#### Assigned task A:
Using the passage on Remingtonocetus, state what anatomical evidence led Gingerich and colleagues to judge that the animal was a specialized foot-powered swimmer.
#### Assigned task B:
Carry the passage on Remingtonocetus forward from its final sentence.

** Opening Supplied passage block **

Remingtonocetus was a small cetacean with R. harudiensis weighing 198–576 kg. Gingerich, Ul-Haq, Khan & Zalmout 2001 interpreted R. domandaensis as an older and more generalized species than R. harudiensis. Based on a morphological analysis, they concluded that the hindlimbs of Remingtonocetus were probably not weight-bearing, and that (1) the fused sacrum indicates a limitation in tail-powered locomotion, and (2) the presence of powerful hip extensors and femoral adductors indicates that Remingtonocetus was an efficient and specialized foot-powered swimmer.

Remingtonocetus had four working and usable limbs, a slender whale-like body with long tail and slender, hydrodynamic head.

** Closing Supplied passage block **
** Opening Supplied entries block **

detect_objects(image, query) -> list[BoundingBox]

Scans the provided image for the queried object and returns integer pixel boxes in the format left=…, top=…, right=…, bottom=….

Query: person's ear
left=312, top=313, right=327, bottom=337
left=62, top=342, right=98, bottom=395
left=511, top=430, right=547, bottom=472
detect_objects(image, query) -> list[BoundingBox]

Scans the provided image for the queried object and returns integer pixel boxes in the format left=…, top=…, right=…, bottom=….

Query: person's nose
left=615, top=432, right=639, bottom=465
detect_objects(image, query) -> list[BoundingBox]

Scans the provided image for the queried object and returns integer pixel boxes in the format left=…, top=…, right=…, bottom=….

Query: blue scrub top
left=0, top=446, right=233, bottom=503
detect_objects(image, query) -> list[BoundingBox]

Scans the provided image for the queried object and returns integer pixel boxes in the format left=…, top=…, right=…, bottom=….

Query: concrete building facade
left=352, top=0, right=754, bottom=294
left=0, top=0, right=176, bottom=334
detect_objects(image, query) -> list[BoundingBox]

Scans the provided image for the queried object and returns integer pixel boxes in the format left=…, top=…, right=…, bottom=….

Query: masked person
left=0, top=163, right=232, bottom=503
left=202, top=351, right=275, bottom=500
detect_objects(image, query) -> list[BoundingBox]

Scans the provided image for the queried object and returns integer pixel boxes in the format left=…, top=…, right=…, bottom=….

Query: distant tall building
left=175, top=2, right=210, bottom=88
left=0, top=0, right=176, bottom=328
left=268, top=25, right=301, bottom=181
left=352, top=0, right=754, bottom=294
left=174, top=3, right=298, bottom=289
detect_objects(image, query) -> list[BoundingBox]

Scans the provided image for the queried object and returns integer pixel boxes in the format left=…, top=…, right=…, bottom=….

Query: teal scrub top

** Closing Supplied entries block **

#### Response box A:
Gingerich and colleagues pointed to the presence of powerful hip extensors and femoral adductors. They took these muscles as a sign that Remingtonocetus was an efficient and specialized foot-powered swimmer.

#### Response box B:
==Taxonomy==
Remingtonocetus was named by Kumar & Sahni 1986. Its type is Protocetus harudiensis. It was considered monophyletic by Uhen, Pyenson, Devries & Urbina 2011. It was assigned to Cetacea by Sepkoski 2002. To Remingtonocetidae by Kumar & Sahni 1986, Gingerich & Russell 1990, Benton 1993, McKenna & Bell 1997, Bajpai & Thewissen 1998, Williams 1998, Thewissen, Williams, Roe & Hussain 2001, Gingerich, Ul-Haq, Khan & Zalmout 2001, Geisler & Sanders 2003, McLeod & Barnes 2008 and Uhen, Pyenson, Devries & Urbina 2011.